Given records:
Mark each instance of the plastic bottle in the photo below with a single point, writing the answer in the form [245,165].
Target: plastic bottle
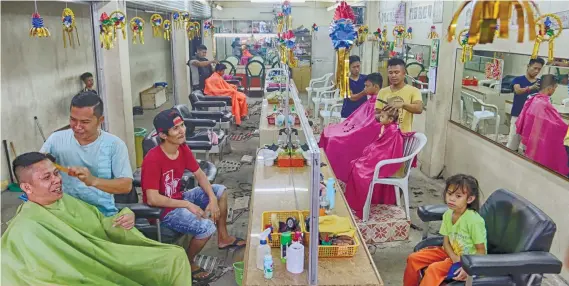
[268,264]
[331,192]
[263,248]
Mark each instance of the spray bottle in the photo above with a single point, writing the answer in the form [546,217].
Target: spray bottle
[263,248]
[331,192]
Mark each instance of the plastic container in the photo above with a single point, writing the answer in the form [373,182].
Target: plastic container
[238,269]
[139,134]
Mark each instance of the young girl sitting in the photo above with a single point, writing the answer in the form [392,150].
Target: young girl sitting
[464,232]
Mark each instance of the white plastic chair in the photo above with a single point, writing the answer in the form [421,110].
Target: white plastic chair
[319,84]
[326,97]
[412,146]
[487,112]
[332,114]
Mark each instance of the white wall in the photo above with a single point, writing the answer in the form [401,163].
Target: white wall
[39,76]
[497,168]
[149,63]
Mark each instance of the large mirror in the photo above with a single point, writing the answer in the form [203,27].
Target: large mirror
[520,103]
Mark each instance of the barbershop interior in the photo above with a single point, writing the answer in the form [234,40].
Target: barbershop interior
[295,142]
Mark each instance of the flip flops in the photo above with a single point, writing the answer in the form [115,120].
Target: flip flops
[235,244]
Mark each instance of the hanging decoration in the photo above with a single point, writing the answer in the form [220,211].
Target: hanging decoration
[156,22]
[38,29]
[119,23]
[433,34]
[343,34]
[399,34]
[167,29]
[409,33]
[487,14]
[192,30]
[546,34]
[362,35]
[137,28]
[466,47]
[68,22]
[106,33]
[286,8]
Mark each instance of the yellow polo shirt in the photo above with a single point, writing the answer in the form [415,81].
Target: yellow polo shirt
[409,94]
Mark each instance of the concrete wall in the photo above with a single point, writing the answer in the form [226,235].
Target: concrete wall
[39,76]
[497,168]
[149,63]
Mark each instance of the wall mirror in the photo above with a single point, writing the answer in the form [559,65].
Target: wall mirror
[492,92]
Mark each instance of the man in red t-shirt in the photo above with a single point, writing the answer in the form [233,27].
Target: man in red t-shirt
[184,212]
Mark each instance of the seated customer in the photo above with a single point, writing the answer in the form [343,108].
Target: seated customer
[56,239]
[198,211]
[345,141]
[464,232]
[388,145]
[216,85]
[542,129]
[98,162]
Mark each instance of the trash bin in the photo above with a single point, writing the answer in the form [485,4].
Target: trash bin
[139,134]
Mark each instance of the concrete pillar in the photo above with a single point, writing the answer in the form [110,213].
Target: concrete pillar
[180,58]
[439,105]
[114,70]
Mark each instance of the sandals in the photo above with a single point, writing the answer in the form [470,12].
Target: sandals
[234,244]
[201,279]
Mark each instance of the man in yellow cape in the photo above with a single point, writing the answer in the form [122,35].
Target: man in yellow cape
[55,239]
[217,86]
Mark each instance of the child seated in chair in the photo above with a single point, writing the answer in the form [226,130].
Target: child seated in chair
[464,232]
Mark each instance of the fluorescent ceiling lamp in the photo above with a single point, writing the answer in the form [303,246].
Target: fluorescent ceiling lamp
[277,1]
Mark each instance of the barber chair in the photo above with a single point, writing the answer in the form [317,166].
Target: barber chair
[201,105]
[519,238]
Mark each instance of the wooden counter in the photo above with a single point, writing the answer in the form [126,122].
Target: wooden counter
[283,189]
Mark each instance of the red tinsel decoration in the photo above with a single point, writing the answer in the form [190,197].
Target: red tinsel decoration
[344,11]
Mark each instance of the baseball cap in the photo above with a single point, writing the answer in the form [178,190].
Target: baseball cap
[166,119]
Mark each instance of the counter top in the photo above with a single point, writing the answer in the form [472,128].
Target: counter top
[277,189]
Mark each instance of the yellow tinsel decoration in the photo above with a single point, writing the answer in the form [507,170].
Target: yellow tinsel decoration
[68,22]
[156,22]
[119,19]
[167,29]
[137,28]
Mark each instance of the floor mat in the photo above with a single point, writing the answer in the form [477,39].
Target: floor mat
[227,166]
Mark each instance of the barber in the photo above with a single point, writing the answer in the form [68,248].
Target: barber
[200,68]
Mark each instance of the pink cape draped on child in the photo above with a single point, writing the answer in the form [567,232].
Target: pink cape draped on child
[542,130]
[345,141]
[389,145]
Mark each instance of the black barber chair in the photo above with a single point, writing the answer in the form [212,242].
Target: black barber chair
[143,212]
[519,238]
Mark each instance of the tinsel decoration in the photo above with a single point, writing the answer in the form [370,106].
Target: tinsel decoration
[546,34]
[399,34]
[156,22]
[68,25]
[193,30]
[409,33]
[362,35]
[119,21]
[106,33]
[38,29]
[286,8]
[137,28]
[433,34]
[487,14]
[167,29]
[466,48]
[343,35]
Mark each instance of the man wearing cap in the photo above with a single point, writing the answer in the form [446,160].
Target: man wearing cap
[216,85]
[199,211]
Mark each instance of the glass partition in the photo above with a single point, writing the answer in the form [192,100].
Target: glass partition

Directions for this task:
Copy the records exactly. Skip any pictures.

Answer for the task:
Mark each instance of the plastic bottle in the photo below with a single point, writing the answer in the form [245,165].
Target: plastic bottle
[268,264]
[331,192]
[263,248]
Mark each instance of the spray bottle in the photo above with a single point, writing the answer in the form [546,217].
Target: spray bottle
[263,248]
[331,192]
Mark each instance of the plastic container in the photo above with a single point, writing the answer in the form [373,182].
Target: plastic container
[238,269]
[139,134]
Mark each instance of the young girl sitting in the photo above with a single point, writing the answer in the form [392,150].
Target: young girl sitting
[464,232]
Mark each instance of the white plastic chair in the photo above with a single point, writing the answer in the form [421,110].
Target: white plastic chair
[319,84]
[326,97]
[412,146]
[487,112]
[332,114]
Mark each instance of the white wall in the photo above with a single point, writing the answer in the form [401,163].
Target: white wall
[39,76]
[497,168]
[149,63]
Mark each instance of the large mirror in the photo above with a single point, writing the answer in the form [203,27].
Target: large mirror
[520,103]
Mark each instance of the barbershop interior in the photo above with a single point, writing the answer in the form [234,40].
Target: barbershop interior
[295,142]
Mark each instance of the flip flops in the photo above with a single point, writing the answer in the form [115,120].
Target: flip flops
[235,244]
Mark each instance of the hanging decoration in the photo above with a single point, writing the answer in the form [220,211].
Target: hanging decoration
[156,22]
[38,29]
[119,23]
[433,34]
[343,34]
[399,34]
[167,29]
[409,33]
[487,14]
[192,30]
[546,34]
[362,35]
[137,28]
[466,47]
[68,22]
[106,33]
[286,8]
Mark each instance of the yellow polo shirt in the photo above with a single point, writing the answer in the form [415,81].
Target: yellow polo shirt
[409,94]
Mark each instance of the concrete wall in the photo above with a single point, writing the answer in the form [226,235].
Target: concrete wall
[39,76]
[497,168]
[149,63]
Mark each instance of the wall mirror in the photo above with a single point, writing the answer in the form [559,65].
Target: wall mirror
[492,92]
Mark each instance of the man in red t-shirt in the photo above with a single point, writing the answer in the form [233,27].
Target: man in red t-shirt
[184,212]
Mark each instance of the seated customer in the photo above with a single point, writing the answer in the form [343,108].
Target: seated customer
[56,239]
[198,211]
[345,141]
[464,232]
[388,145]
[216,85]
[542,129]
[98,162]
Mark each instance of the trash bin in the photo above with a single point, writing the answer in the form [485,4].
Target: trash bin
[139,134]
Mark each instance of the concrete pillar in the photo above with a single point, writing the answer in the form [110,213].
Target: concrete pillar
[180,58]
[439,105]
[114,70]
Mark each instance of the sandals in the photo above with a single point, writing the answer in the form [470,12].
Target: sandals
[234,244]
[201,279]
Mark each instance of the man in yellow cape in the photo above with a single point, writing the answer in the form [122,35].
Target: man in yellow cape
[55,239]
[217,86]
Mark each instance of the child seated in chair in the photo above with a single point, writing the answer in the form [226,130].
Target: child seated in chair
[464,232]
Mark each instance of the fluorescent ceiling lamp in the photo above with a single point, writing the answer in the form [303,246].
Target: fluorescent ceiling lamp
[277,1]
Mark each instance of the barber chair in the photo above with a single point, writing the answer in the form [317,166].
Target: barber chair
[201,105]
[519,238]
Mark each instance of the wooden counter in the photo above with a single point, writing the answer in the form [126,122].
Target: wooden counter
[283,189]
Mark each instance of the red tinsel decoration in the photo above with a single point, writing the answer in the form [190,197].
Target: red tinsel decoration
[344,11]
Mark each instance of the baseball cap in the photo above with a single point, writing the answer in the form [178,190].
Target: baseball cap
[166,119]
Mark each instance of the counter top in the photo above with a single point, writing the answer in the form [472,128].
Target: counter top
[277,189]
Mark each instance of the yellow tinsel decoration in the photo above with a single point, writing the answer in the form [507,170].
Target: yellow tinsel decoration
[68,22]
[156,22]
[119,19]
[167,29]
[137,28]
Mark each instance of the floor mat in the photo above with a single point, writing the answer in the form [477,39].
Target: floor mat
[227,166]
Mark each instance of the barber in the photo above with a single point, writing the answer in the form [68,248].
Target: barber
[200,68]
Mark each instance of the pink cape draped on child in the photo above with a single point, writing the answer in the form [567,232].
Target: pink cape draped on child
[542,130]
[345,141]
[389,145]
Mark each instance of the black barber chair in the photo above with a single point, writing the answer in the form [212,242].
Target: black barber chair
[143,212]
[519,238]
Mark each instance of the tinsel decoration in the photo above with a single point, writing the answer in the form [370,106].
Target: tinsel decoration
[546,34]
[399,34]
[156,22]
[68,25]
[193,30]
[409,33]
[362,35]
[119,21]
[106,33]
[38,29]
[286,8]
[137,28]
[433,34]
[487,14]
[167,29]
[466,48]
[343,35]
Mark each instance of the man wearing cap in the photo above with a single point, writing the answer in the form [446,160].
Target: man wearing cap
[216,85]
[199,211]
Mark each instance of the glass partition in the photo above with a single point, writing the answer in the form [192,100].
Target: glass partition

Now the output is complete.